- **Exercise 1**
Reproduce the DVAE README word for word, starting with "There is also" and going on through "sort of prototype).".
- **Exercise 2**
Write what comes next in the DVAE README, picking up right after its final sentence.

- **Text passage**
DVAE_torch

Note this code is research code used to test a models performance on a benchmark dataset. This is not optimized or designed for production/industry applications. I simply post it here as it may help others understand my research or the topics presented here.

This repository contains the code for training and testing Dynamical Variational Autoencoders (DVAEs) using PyTorch. Specifically, this is applied to the CMAPSS turbofan engine dataset from NASA (data can be found in this repository or here under header 6. Turbofan Engine Degradation Simulation). Here it is applied to estimate the Remaining Useful Life (RUL) of each turbofan engine given the sensors from the engine. This is based on work done in Chapter 5 of my PhD thesis "Degradation Vector Fields with Uncertainty Considerations" (link).

The training and testing scripts can be run with various arguments to train and test the supervised model for RUL estimation. The semi_supervised script trains a semi-supervised model by splitting the training data further and hiding a portion of the RUL targets from the model to test how well the semi-supervised model can perform with small amounts of target data available. The testing script can also test trained semi-supervised models using the "--semisupervised True" argument.

There is also 2 notebooks in the notebooks directory. One notebook shows how to construct a DVAE model and use it for RUL estimation, which is hopefully less abstract and easier to follow than the training and testing scripts that have to accommodate many different possible arguments. The semi-supervised notebook also goes over a semi-supervised model construction and testing case and is also the notebook used prior to coding the script version (so it functions as a sort of prototype).

- **Material supplied**
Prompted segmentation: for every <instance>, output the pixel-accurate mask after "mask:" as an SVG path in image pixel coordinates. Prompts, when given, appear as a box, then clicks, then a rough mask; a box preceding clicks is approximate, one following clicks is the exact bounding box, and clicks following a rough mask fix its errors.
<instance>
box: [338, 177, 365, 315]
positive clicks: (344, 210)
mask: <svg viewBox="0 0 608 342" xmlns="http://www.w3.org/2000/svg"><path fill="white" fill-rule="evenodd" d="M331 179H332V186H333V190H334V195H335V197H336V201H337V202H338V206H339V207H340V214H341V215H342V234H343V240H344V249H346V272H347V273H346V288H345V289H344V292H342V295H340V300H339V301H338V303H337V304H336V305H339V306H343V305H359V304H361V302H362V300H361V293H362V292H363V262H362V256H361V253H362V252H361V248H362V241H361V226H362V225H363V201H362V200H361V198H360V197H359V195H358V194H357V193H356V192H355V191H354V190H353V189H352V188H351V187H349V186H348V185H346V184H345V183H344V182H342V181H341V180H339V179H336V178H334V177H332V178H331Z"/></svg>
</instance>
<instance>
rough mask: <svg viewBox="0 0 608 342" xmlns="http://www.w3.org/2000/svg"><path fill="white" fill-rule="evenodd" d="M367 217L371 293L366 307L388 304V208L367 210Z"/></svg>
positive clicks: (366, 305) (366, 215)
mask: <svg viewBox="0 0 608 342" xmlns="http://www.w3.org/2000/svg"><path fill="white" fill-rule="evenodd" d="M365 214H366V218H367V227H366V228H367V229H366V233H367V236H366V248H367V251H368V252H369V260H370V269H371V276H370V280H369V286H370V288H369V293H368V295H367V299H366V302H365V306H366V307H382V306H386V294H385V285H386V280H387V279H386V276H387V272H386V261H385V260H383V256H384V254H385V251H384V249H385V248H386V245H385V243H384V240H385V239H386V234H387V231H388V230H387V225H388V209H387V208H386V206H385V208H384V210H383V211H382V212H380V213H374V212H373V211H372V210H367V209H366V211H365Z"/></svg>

- **Exercise result 1**
There is also 2 notebooks in the notebooks directory. One notebook shows how to construct a DVAE model and use it for RUL estimation, which is hopefully less abstract and easier to follow than the training and testing scripts that have to accommodate many different possible arguments. The semi-supervised notebook also goes over a semi-supervised model construction and testing case and is also the notebook used prior to coding the script version (so it functions as a sort of prototype).

- **Exercise result 2**
The key insight here is to use the sensors as conditional variables in a conditional DVAE model, and the RUL are the input to the DVAE model. If this is the case then the conditional variables should be represented as noncausal sequences,

$$ p(y_{1:T}|x_{1:T}) = \int p(y_{1:T}, z_{1:T} | x_{1:T}) dz_{1:T} $$

The term in the integral can be expanded into

$$ p(y_{1:T}, z_{1:T} | x_{1:T}) = \prod_{t=1}^T p(y_t|y_{1:t-1}, z_{1:t}, x_{1:T}) p(z_t|z_{1:t-1}, y_{1:t-1}, x_{1:T}) $$

Notice if $y_{1:T}$ is our input sequence (the RUL sequence in this case) and $x_{1:T}$ is our conditional sequence (our sensor observation sequences in this case) then $x_{1:T}$ does not simplify further and must be kept noncausal (current time variables such as $z_t$ and $y_t$ rely on past, present and future variables). A sequence-to-sequence model is used to implement this practically for RUL estimation. If this is done, then the DVAE is trained to sample from the distribution $p(y_{1:T}|x_{1:T})$ which represents the probability of the RUL given the sensor observations. Hence, this allows us to train a probabilistic RUL estimation model.

training.py The arguments:

  --dataset chooses between the CMAPSS dataset options "FD001", "FD002", "FD003", "FD004"
  --save_path type in a string such as "saved_models/DVAE" which will save the file in the directory "saved_models". This saves files during training based on the validation loss
    Note this is just the beginning of the file name; the full file name is "save_path_transition_measurement_inference_encoder_initializer_dataset.pth
    Notice each of those terms are arguments in this training script, and they are all strings, so if you change any of these, a different save file is made.
  --zdim is the dimension size of the latent variables 
  --hdim is the dimension size of the hidden variables of the various networks used in the DVAE 
  --T is the sliding window size for the sequence-to-sequence models 
  --lr is the learning rate used during training 
  --L2 is the weight_decay value used in the optimizer 
  --bs is the batch size used for the training dataloader 
  --stride is the stride used when preparing the training and validation data
  --split is the training/validation split e.g. 0.2 means 80/20 training/validation split 
  --epochs is the number of epochs used in training 
  --transition allows the user to choose various transition models "mlp" is the only option but more may be added in the future 
  --measurement chooses the measurement model, agian only "mlp" is available 
  --inference chooses the inference model used for the DVAE, only "rnn" is available 
  --encoder chooses the encoder that encoders the causal and noncausal sequences such as y_{1:t} and x_{1:T}, "rnn" is the best option although "none" exists (mainly for other cases such as unsupervised learning)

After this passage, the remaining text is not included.